> **TASK OBJECTIVE**
Starting with the line containing "of the paved" and continuing through the last line, rewrite those lines with "evaluation benchmark" replaced by "test set" and nothing else changed. Give only those lines.

> **INPUT ROWS**
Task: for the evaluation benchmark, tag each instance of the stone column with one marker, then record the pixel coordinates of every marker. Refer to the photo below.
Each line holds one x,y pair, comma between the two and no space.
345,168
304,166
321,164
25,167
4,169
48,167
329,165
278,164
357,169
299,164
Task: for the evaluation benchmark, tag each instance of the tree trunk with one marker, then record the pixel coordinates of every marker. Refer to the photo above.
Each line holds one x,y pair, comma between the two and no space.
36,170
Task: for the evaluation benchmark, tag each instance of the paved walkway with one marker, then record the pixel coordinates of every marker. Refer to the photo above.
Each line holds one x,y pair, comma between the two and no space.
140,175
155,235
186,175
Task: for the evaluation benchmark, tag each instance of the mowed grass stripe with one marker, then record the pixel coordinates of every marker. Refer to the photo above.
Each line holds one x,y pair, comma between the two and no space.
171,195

> **ANSWER IN FULL**
Task: for the test set, tag each instance of the paved walkway with one marker, then record the pixel coordinates of every marker. Refer to the photo above.
Each line holds one x,y pair, comma between the two and no space.
140,175
155,235
186,175
Task: for the test set, tag each instance of the mowed grass stripe with one marker, then record the pixel coordinates of every marker. Refer to the photo above.
Each line holds one x,y pair, comma between the two and no space.
171,195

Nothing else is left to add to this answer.